Natural-language object grounding data:

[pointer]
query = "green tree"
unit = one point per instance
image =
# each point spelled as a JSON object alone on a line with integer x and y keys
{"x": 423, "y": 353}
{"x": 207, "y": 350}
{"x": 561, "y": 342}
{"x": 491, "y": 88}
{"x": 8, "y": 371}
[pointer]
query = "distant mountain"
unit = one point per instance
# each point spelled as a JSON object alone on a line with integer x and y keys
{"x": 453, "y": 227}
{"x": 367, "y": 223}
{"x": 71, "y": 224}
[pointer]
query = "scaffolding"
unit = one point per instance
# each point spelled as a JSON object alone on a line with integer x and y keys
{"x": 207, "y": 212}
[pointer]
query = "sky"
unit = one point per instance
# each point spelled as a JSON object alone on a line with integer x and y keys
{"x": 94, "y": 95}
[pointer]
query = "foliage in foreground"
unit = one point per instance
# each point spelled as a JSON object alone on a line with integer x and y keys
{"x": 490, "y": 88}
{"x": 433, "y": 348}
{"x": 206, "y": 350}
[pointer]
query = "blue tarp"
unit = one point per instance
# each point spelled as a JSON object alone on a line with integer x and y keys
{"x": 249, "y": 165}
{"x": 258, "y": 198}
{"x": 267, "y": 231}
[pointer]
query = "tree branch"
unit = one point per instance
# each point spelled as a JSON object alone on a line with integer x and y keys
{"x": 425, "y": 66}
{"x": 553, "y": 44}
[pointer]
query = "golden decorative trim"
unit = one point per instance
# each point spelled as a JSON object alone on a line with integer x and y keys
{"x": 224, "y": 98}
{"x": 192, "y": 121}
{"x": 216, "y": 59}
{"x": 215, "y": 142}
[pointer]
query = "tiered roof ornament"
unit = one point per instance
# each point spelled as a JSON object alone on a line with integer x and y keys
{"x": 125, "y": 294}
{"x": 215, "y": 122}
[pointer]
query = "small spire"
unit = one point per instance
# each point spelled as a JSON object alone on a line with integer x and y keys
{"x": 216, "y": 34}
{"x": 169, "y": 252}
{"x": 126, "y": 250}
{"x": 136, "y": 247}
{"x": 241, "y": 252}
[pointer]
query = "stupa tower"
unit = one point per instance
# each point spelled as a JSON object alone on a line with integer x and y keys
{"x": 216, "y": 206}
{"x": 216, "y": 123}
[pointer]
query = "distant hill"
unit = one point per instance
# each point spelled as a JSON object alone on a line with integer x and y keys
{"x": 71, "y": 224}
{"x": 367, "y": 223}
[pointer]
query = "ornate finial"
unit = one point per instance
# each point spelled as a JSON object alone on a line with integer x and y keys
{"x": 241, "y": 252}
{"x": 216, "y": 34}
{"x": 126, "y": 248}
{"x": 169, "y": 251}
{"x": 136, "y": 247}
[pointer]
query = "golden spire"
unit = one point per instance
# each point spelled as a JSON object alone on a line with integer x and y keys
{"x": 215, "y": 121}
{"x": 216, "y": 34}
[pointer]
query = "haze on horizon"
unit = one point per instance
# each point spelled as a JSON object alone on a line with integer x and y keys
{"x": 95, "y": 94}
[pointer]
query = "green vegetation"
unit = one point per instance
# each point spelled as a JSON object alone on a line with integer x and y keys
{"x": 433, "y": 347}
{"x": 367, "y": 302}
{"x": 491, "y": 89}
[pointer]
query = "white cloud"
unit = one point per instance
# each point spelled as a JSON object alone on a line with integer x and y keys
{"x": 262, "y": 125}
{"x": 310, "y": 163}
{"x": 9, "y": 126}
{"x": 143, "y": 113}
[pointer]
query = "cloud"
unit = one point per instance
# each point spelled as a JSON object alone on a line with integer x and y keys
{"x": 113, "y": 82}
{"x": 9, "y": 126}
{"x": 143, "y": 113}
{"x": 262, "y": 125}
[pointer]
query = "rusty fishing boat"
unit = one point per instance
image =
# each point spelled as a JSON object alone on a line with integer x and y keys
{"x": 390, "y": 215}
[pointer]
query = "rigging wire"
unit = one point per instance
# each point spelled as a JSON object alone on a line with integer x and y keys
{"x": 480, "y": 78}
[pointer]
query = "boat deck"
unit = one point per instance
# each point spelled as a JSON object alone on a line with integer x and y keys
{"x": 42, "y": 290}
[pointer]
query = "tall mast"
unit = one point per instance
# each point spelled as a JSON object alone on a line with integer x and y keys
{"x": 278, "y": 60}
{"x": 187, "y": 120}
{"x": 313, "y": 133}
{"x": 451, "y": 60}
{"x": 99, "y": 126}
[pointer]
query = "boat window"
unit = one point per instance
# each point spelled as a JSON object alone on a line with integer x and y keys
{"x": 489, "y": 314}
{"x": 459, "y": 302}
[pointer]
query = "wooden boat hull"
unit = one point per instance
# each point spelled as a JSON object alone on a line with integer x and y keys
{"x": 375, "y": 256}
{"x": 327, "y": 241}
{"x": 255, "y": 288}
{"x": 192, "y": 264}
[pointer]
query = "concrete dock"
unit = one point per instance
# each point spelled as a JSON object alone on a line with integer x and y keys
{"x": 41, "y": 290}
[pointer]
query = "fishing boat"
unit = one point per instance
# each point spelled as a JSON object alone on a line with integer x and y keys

[THE TASK] Output all of the data without altering a single line.

[SOLUTION TO THIS PROBLEM]
[pointer]
query = "green tree"
unit = one point per instance
image =
# each point spelled as a JSON object alone on a line with integer x and y keys
{"x": 423, "y": 353}
{"x": 207, "y": 350}
{"x": 561, "y": 342}
{"x": 491, "y": 88}
{"x": 8, "y": 371}
[pointer]
query = "distant mountain"
unit = one point per instance
# each point spelled as a JSON object alone on a line with integer x and y keys
{"x": 453, "y": 227}
{"x": 367, "y": 223}
{"x": 71, "y": 224}
[pointer]
query = "scaffolding"
unit = one point per instance
# each point spelled as a JSON object alone on a line with integer x and y keys
{"x": 207, "y": 212}
[pointer]
query = "sky"
unit = one point per instance
# each point spelled as a JSON object alone on a line with integer x and y keys
{"x": 94, "y": 95}
[pointer]
query = "foliage in foreground"
unit = one point per instance
# each point spelled as a JSON object alone on a line with integer x and y keys
{"x": 490, "y": 88}
{"x": 433, "y": 348}
{"x": 206, "y": 350}
[pointer]
query = "blue tarp"
unit = one point per instance
# each point spelled as a JSON object alone on a line with integer x and y keys
{"x": 249, "y": 165}
{"x": 258, "y": 198}
{"x": 267, "y": 231}
[pointer]
query = "tree branch"
unit = one point per instance
# each point spelled as a JSON object alone on a line with integer x and y keys
{"x": 425, "y": 66}
{"x": 553, "y": 44}
[pointer]
query = "golden decorative trim"
unit = one point per instance
# each point spelled as a JSON object alone on a line with integer x and y keys
{"x": 224, "y": 98}
{"x": 192, "y": 121}
{"x": 216, "y": 59}
{"x": 215, "y": 142}
[pointer]
query = "tiered roof ornament"
unit = one point per instance
# each point spelled as a JSON object alone on a line with integer x and y keys
{"x": 125, "y": 294}
{"x": 215, "y": 122}
[pointer]
query = "small spire"
unit = one point per instance
# each point spelled as a JSON object alone on a line with integer x and y keys
{"x": 216, "y": 34}
{"x": 169, "y": 252}
{"x": 126, "y": 250}
{"x": 136, "y": 247}
{"x": 241, "y": 252}
[pointer]
query = "stupa tower"
unit = one point per instance
# each point spelled as a JSON object alone on a line with integer x and y keys
{"x": 216, "y": 206}
{"x": 216, "y": 123}
[pointer]
query = "distant hill"
unit = one point per instance
# each point spelled as a JSON object alone on a line with integer x and y keys
{"x": 71, "y": 224}
{"x": 367, "y": 223}
[pointer]
query = "ornate finial"
unit = one point per instance
# each point spelled as a JSON object alone on a line with integer x and y keys
{"x": 241, "y": 252}
{"x": 216, "y": 34}
{"x": 126, "y": 248}
{"x": 169, "y": 251}
{"x": 136, "y": 247}
[pointer]
query = "golden spire"
unit = one point per instance
# each point spelled as a JSON object alone on a line with integer x and y keys
{"x": 215, "y": 121}
{"x": 216, "y": 34}
[pointer]
query = "haze on horizon"
unit = one point per instance
# each point spelled as a JSON object alone on a line with integer x and y keys
{"x": 95, "y": 94}
[pointer]
query = "green vegetation"
unit = one point per instance
# each point spelled as a JSON object alone on a line with integer x and y keys
{"x": 433, "y": 347}
{"x": 367, "y": 302}
{"x": 491, "y": 89}
[pointer]
query = "white cloud"
unit = one point per instance
# each point spelled as a JSON object alone on a line with integer x and y keys
{"x": 262, "y": 125}
{"x": 310, "y": 163}
{"x": 9, "y": 126}
{"x": 143, "y": 113}
[pointer]
query = "cloud"
unit = one point per instance
# each point spelled as a JSON object alone on a line with integer x and y keys
{"x": 113, "y": 82}
{"x": 9, "y": 126}
{"x": 143, "y": 113}
{"x": 262, "y": 125}
[pointer]
query = "rusty fishing boat"
unit = one point per instance
image =
# each point spelled as a JSON object alone on a line with integer x and y keys
{"x": 390, "y": 215}
[pointer]
query = "rigging wire"
unit = one point per instance
# each point spelled as a JSON object alone on a line with integer x and y keys
{"x": 480, "y": 78}
[pointer]
query = "boat deck"
unit = one point per instance
# each point spelled as a JSON object alone on a line with integer x and y keys
{"x": 42, "y": 290}
[pointer]
query = "tall mast"
unit = one point per instance
# each point spelled as a JSON object alone on a line with integer x and y keys
{"x": 278, "y": 60}
{"x": 187, "y": 120}
{"x": 313, "y": 133}
{"x": 451, "y": 60}
{"x": 99, "y": 126}
[pointer]
query = "boat window"
unit = one point per instance
# each point spelled as a JSON object alone on a line with integer x and y keys
{"x": 489, "y": 314}
{"x": 459, "y": 302}
[pointer]
query = "wooden boat hull"
unit = one point per instance
# each point spelled as a JSON object alone on a line with integer x and y keys
{"x": 375, "y": 256}
{"x": 327, "y": 241}
{"x": 255, "y": 288}
{"x": 192, "y": 264}
[pointer]
query = "concrete dock"
unit = one point per instance
# each point spelled as a JSON object alone on a line with integer x and y keys
{"x": 41, "y": 290}
[pointer]
query = "fishing boat"
unit = one point per instance
# each point spelled as a JSON object alone on a line with integer x and y keys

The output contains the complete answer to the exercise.